**Try it**: In the forum thread below, for how many weeks does darksider suggest running test alone on a first cycle?

**Source document**:

○ ○ ○ ○ ○

# test 400 an equipoise cycle frist time on both so a little help



## jay2244 (Apr 27, 2011)

hey guy

looking to do a 10 to 12 week cyce of test400 and equipoise to lean up and gain but i am un sure on how much to take and what pct is best and i have never done test

i am 6ft2 18st gr8 deit traing just over 5years this year i meAn it so little help plz

thanks

jamie


----------



## darksider (Apr 5, 2011)

Eq is a good med imo for lean gains but it takes time to kick in and needs a little longer to reap the benefits of it.

You say this is your first cycle you woukld be better off just running test alone for 12 weeks with a clean diet. Have you looked into pct?


----------



## jay2244 (Apr 27, 2011)

nt really pal nt for test any way it hav done deca and dbol abd 2year ago when i was young lol u no as u no i wanna be a big man and all that so no iam taking the time to lean and take advise so plz tell


----------



## Mr White (Feb 8, 2009)

○ ○ ○ ○ ○

**Dataset excerpts**:
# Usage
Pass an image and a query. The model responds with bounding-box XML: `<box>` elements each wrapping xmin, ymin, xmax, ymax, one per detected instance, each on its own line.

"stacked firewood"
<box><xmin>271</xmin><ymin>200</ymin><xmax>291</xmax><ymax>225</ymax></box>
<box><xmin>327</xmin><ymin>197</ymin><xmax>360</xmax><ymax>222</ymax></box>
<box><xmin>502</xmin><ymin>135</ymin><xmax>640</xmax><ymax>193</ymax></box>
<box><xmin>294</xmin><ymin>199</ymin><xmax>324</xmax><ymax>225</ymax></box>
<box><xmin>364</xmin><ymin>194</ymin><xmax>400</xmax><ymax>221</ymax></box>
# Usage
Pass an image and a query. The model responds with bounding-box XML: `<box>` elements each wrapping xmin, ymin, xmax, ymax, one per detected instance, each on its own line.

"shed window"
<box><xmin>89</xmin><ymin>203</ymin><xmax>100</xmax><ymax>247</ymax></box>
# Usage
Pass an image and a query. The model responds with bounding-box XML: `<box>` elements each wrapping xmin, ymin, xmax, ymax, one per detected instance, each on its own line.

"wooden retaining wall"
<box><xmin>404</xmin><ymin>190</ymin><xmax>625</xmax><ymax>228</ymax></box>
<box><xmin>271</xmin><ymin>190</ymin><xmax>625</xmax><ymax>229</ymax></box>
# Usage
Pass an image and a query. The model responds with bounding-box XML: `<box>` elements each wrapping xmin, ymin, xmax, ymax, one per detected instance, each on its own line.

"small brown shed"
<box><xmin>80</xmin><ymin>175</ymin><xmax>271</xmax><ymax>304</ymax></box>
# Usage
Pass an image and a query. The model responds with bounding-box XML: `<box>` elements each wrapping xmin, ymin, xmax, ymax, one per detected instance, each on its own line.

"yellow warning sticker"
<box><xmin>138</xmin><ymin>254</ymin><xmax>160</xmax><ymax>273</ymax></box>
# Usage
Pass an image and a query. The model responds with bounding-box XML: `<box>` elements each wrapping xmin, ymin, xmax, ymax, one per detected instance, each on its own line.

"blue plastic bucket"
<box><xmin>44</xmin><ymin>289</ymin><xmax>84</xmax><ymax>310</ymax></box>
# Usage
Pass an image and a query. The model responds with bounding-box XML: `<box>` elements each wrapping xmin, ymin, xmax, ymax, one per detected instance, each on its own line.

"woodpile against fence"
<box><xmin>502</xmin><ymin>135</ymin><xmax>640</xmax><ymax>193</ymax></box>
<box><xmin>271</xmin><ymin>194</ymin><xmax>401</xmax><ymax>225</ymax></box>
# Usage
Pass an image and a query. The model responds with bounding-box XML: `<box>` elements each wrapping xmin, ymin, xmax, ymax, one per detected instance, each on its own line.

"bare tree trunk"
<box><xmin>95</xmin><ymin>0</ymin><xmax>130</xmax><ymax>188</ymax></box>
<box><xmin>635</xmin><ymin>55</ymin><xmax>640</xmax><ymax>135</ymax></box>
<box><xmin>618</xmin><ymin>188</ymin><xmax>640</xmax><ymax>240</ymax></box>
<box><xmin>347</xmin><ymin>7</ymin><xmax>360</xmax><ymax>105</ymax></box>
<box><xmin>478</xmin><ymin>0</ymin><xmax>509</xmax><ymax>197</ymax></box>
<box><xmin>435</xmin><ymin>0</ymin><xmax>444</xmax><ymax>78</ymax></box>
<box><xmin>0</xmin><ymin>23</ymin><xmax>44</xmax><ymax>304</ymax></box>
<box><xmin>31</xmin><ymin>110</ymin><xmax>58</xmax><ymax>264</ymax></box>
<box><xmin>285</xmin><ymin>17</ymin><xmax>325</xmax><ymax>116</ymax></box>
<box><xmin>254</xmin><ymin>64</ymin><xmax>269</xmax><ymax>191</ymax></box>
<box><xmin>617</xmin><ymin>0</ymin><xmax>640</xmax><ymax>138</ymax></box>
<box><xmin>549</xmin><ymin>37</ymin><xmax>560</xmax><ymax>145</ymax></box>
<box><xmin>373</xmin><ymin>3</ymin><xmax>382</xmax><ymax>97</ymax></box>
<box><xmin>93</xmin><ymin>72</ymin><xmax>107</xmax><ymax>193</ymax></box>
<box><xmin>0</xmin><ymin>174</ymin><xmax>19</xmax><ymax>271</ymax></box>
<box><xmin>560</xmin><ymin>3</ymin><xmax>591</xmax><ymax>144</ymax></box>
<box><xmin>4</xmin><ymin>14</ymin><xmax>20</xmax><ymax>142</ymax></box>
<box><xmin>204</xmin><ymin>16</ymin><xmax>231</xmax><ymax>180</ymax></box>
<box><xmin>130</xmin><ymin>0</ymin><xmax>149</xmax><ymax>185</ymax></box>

○ ○ ○ ○ ○

**Response to the task**: 12 weeks